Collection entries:
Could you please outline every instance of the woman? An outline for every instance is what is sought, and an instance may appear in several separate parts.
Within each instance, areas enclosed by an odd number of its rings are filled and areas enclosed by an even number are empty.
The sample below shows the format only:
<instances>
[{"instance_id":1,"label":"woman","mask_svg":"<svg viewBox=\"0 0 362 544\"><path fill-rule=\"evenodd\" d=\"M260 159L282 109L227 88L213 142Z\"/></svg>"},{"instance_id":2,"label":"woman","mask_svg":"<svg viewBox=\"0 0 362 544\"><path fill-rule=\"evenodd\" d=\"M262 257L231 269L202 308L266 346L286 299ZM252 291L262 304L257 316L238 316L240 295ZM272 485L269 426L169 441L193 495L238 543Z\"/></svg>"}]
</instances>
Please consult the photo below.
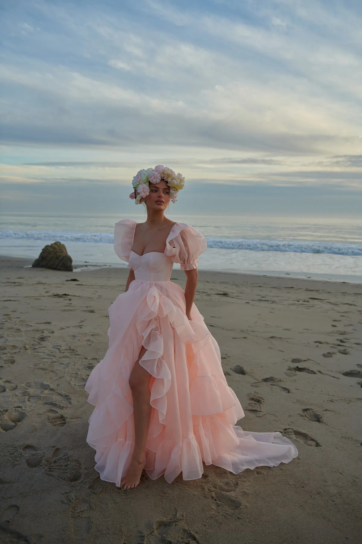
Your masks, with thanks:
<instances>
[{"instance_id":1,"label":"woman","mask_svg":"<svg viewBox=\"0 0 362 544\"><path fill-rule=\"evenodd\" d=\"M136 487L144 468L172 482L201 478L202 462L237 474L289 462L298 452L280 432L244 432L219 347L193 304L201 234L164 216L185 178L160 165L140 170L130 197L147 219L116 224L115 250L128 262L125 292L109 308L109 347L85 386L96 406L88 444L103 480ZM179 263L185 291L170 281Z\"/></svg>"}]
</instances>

* * *

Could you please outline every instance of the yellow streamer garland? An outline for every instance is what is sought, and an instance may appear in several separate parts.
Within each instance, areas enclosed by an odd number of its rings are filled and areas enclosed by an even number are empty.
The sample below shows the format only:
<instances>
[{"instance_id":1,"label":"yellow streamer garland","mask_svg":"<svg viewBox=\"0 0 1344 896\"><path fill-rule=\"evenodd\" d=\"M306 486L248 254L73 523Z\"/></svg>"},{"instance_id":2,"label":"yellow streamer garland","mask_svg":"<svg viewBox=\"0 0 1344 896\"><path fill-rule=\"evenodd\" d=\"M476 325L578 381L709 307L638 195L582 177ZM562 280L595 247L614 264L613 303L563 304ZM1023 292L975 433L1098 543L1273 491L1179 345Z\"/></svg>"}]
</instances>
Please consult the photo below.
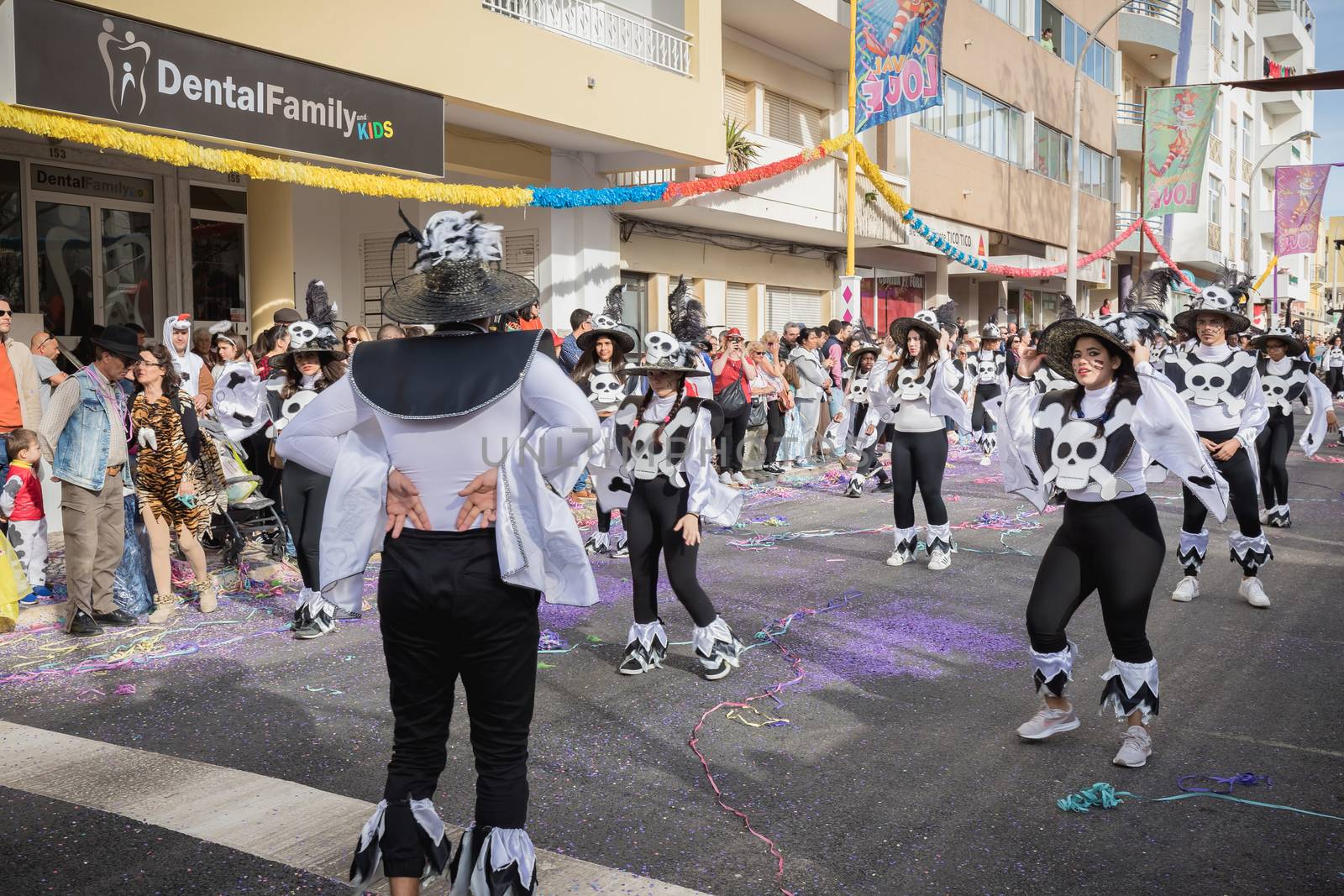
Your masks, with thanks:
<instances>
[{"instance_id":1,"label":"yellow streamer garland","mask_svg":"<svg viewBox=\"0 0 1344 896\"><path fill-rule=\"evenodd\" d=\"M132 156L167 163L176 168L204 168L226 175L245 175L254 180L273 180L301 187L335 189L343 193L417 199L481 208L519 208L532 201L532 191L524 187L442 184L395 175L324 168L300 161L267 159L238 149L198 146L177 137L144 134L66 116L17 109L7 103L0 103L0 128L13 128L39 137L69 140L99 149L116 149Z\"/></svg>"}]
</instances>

> **Set problem**
Copy out again, without changes, the stretch of the items from the line containing "Could you please outline every instance of the woman?" through the line containing "159L282 109L227 88L213".

> **Expected output**
Could you please outline every instance of the woman? An outline for every instance is what is sought, and an instance may appear in several separate parts.
Within each instance, areas enclosed by an odd number of its rings are filled and areas enclosed by an even number are empty.
The sample below shows the format only:
<instances>
[{"instance_id":1,"label":"woman","mask_svg":"<svg viewBox=\"0 0 362 544\"><path fill-rule=\"evenodd\" d=\"M260 159L282 109L227 88L213 142Z\"/></svg>"},{"instance_id":2,"label":"woman","mask_svg":"<svg viewBox=\"0 0 362 544\"><path fill-rule=\"evenodd\" d=\"M262 257L231 269L202 308L266 346L286 299ZM252 291L262 304L257 316L238 316L240 295ZM272 485L269 426L169 441L193 495L238 543Z\"/></svg>"}]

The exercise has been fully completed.